◆ Instructions to follow:
Rewrite the stretch of lines from the one containing "Mark the innermost point of each instance of the village" through the one containing "x=226, y=154", changing "stream" to "creek" and leaving everything else as it is. Output only those lines.

____ Information shown

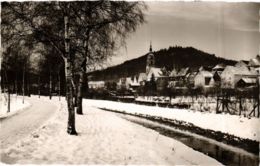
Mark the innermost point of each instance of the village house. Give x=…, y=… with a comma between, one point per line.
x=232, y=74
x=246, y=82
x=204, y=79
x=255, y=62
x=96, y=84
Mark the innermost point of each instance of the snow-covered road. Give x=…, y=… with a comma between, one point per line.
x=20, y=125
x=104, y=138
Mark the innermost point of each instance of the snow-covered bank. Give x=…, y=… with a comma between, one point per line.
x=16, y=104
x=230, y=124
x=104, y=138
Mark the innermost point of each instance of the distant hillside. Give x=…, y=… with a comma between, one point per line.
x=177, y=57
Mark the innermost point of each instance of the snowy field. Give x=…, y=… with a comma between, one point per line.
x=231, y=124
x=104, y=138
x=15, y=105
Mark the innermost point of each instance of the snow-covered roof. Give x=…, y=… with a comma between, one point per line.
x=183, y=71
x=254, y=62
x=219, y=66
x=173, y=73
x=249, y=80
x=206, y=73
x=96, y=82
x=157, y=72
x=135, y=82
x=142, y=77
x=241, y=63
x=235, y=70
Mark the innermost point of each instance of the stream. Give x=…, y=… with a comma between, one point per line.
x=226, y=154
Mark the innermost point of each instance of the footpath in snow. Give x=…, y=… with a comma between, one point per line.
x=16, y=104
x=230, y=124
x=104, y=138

________
____ Information shown

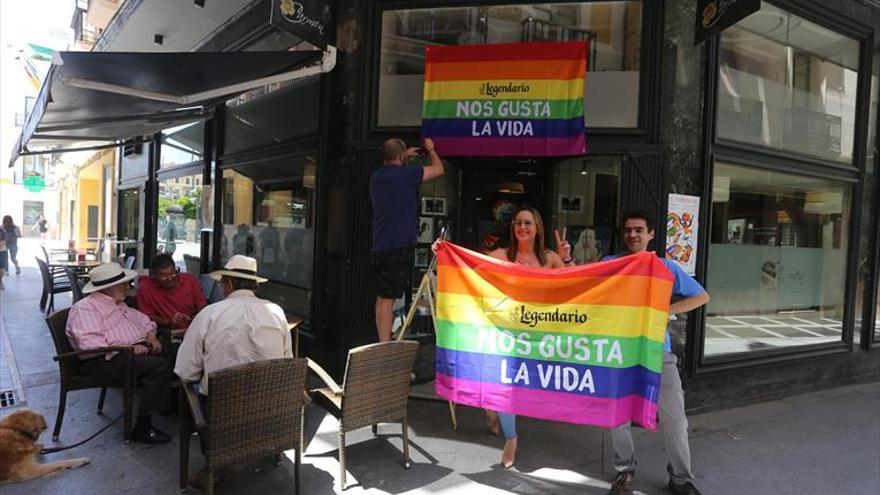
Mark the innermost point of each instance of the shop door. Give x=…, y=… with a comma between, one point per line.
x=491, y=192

________
____ Information shown

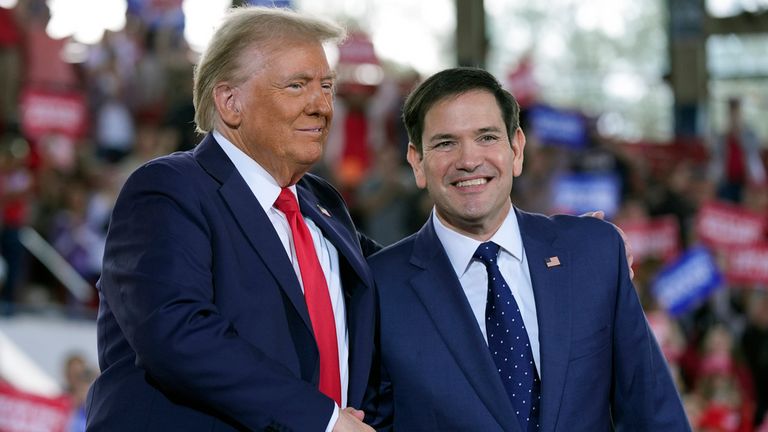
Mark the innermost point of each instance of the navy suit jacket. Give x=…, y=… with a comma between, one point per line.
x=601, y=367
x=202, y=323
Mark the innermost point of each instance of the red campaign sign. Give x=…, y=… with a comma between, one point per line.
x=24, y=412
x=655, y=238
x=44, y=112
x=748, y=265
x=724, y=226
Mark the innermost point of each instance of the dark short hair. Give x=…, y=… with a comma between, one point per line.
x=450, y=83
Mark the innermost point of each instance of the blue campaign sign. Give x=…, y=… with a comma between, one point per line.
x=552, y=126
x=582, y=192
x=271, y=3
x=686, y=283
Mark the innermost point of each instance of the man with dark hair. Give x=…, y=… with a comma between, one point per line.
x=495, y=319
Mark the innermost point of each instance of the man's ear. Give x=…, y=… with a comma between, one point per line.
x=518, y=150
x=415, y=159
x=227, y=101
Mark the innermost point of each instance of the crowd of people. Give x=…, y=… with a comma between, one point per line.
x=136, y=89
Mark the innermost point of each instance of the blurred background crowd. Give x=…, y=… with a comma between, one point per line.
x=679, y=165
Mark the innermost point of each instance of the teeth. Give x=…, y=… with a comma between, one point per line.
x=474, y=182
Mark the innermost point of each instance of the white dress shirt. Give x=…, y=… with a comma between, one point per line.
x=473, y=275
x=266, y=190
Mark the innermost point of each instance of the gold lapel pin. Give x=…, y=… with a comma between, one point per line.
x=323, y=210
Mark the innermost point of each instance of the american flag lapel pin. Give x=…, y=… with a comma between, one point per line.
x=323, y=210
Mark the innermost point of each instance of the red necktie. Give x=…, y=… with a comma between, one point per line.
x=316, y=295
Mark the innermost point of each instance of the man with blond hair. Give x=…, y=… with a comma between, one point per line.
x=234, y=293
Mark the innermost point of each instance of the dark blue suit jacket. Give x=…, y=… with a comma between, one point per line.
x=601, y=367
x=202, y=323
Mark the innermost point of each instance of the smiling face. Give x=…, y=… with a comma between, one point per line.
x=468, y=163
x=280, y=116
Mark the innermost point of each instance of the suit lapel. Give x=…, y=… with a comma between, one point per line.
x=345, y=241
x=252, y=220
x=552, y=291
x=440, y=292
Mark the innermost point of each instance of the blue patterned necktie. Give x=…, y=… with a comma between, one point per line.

________

◆ Finished exercise:
Mark the innermost point of each instance of the village house. Give x=…, y=… with a comma between, one point per line.
x=232, y=74
x=246, y=82
x=204, y=79
x=255, y=62
x=96, y=84
Mark the innermost point of each instance of the snow-covered road. Give x=…, y=… with a comma between, one point per line.
x=20, y=125
x=104, y=138
Mark the innermost point of each instance of the snow-covered bank. Give x=…, y=… with a comma between, one point per line.
x=16, y=104
x=230, y=124
x=104, y=138
Mark the innermost point of each instance of the distant hillside. Give x=…, y=… with a comma between, one point per line.
x=177, y=57
Mark the innermost point of each instance of the snowy field. Give x=…, y=… with a comma between, one point per line.
x=231, y=124
x=104, y=138
x=15, y=105
Mark the innermost point of each instance of the snow-covered roof. Give x=…, y=… with a comma between, one point per line.
x=183, y=71
x=254, y=62
x=219, y=66
x=173, y=73
x=249, y=80
x=206, y=73
x=96, y=82
x=157, y=72
x=135, y=82
x=142, y=77
x=241, y=63
x=235, y=70
Mark the innermost point of each instance of the creek. Give x=…, y=… with a comma between, one point per line.
x=226, y=154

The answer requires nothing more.